INSTRUCTIONS FOR THE TASK -> Copy the lines exactly. Begin at the first line of the data and stop after the line with "for every instance of the purple".

[Opening DATA FOR ANALYSIS section]

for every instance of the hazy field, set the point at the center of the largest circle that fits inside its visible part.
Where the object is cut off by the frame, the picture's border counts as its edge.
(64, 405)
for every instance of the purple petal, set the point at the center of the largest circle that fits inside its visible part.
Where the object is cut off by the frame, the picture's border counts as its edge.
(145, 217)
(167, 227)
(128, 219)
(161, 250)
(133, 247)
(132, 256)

[Closing DATA FOR ANALYSIS section]

RESULT OF THIS TASK ->
for every instance of the hazy field, set the point at the center of the largest circle that fits inside its visible part.
Where the object is cut off by the frame, the picture's border counts as its edge.
(64, 405)
for every instance of the purple petal, set the point at the center of the largest circle that fits inside its visible part.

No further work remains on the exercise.